Problem to work on: The answer is to be the full listing, unchanged in every line.
◇ ◇ ◇ ◇
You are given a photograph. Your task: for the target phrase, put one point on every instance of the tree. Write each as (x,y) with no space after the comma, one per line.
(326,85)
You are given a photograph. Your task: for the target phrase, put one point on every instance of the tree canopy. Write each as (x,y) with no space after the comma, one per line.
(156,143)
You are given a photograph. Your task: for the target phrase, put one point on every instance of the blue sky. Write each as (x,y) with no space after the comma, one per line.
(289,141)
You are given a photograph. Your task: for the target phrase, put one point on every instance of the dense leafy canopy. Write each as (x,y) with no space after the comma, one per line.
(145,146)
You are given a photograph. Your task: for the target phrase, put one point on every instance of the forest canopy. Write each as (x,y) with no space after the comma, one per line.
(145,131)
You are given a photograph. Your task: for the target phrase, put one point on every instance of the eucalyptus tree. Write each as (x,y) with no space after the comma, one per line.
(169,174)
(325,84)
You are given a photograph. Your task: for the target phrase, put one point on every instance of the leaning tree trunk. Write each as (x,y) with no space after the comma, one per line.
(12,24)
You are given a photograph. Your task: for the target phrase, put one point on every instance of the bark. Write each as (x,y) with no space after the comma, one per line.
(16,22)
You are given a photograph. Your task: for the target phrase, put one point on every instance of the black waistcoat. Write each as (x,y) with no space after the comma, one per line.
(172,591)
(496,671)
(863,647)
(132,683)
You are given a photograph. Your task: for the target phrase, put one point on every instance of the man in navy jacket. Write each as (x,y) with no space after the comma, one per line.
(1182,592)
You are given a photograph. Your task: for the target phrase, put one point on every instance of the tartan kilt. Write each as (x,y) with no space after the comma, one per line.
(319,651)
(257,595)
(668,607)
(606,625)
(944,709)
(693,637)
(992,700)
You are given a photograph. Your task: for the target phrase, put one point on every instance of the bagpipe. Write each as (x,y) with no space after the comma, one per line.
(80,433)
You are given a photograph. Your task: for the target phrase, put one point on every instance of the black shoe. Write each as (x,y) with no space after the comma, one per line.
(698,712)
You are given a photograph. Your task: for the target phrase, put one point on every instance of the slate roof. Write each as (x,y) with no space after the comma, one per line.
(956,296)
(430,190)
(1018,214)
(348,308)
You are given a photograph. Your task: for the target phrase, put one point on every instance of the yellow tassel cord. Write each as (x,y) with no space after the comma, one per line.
◇ ◇ ◇ ◇
Written answer:
You are given a photograph. Your task: for the target phrase, put one point on every instance of the tree. Write each as (x,y) with no space after the comma, one per line.
(326,85)
You are given a photograph. Your task: for the target phrase, put one point on every instance of the tree canopy. Write each as (x,y) with no space after the comma, one per line.
(156,143)
You are given a photograph. Your task: for the target phrase, put one point on every instance of the blue sky. Write each as (x,y) with no space after the comma, one per line.
(289,141)
You are given a photograph. Your task: for the target phrase, put one point on every instance of the dense leafy canopy. Write each as (x,y) with no space after the comma, one per line.
(145,146)
You are given a photograph. Your task: for the target phrase, put one point on every instance of the forest canopy. Write each as (x,y) with no space after the comma, one per line.
(145,131)
You are given a photograph. Your task: for the target phrase, put one point on every instance of the eucalyptus tree. Write each as (x,y) with no space after the comma, one per line.
(169,174)
(325,84)
You are given a photograph. Your task: for the target phrase, put one point on every instance of the leaning tree trunk. Write each as (x,y) with no space after the comma, one per line.
(12,24)
You are given a photograph. Your task: for the target phrase, put one point on every instance of the bark. Write each as (x,y) with no space after the comma, one per line.
(16,22)
You are given a photograph. Your task: for the target phrase, put one point on every instance of the black waistcoat. Write each as (x,y) with no space after the comma, one per line.
(172,591)
(496,671)
(863,647)
(132,683)
You are given a photograph. Your task: for the target phrase, put one point on every instance of the man in navy jacket. Write each as (x,y) with no space after the comma, one per line.
(1182,592)
You are given a photograph. Your task: for the target phrase, put one point on every instance of the tartan kilt. Write each as (x,y) with no space after the comma, one per line.
(319,651)
(257,595)
(668,607)
(606,625)
(944,709)
(693,637)
(992,700)
You are given a photograph. Your task: for the target phrase, put one point on every instance of the bagpipe. Write each as (x,y) with no space after the comma, one per line.
(80,433)
You are given a photograph. Your task: for the target phrase, put one point on every instance of the black shoe. Write each as (x,y) with no space after the comma, one per line.
(698,712)
You are given a photograph. Your task: for the target phrase, put one point on every instance of the slate roof. Write each as (x,y) with no space after the comma, one per line.
(956,296)
(430,190)
(1018,214)
(348,308)
You are given a photograph. Your task: for the target phrase, put one point on every instance of the yellow tassel cord. Write each as (x,y) with no space after the comma, one per line.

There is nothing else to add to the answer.